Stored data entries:
-- Start --
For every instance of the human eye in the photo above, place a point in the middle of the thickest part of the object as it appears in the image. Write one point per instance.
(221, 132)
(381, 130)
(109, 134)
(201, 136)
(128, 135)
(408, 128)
-- End --
Write out the data above again, line for line, keeping every character unchanged.

TASK RESPONSE:
For every instance of the human eye in the photo above, place a point in the middle of the thickest part of the object as it appears in the image. Write one point per instance.
(221, 132)
(381, 130)
(109, 134)
(201, 136)
(128, 135)
(408, 128)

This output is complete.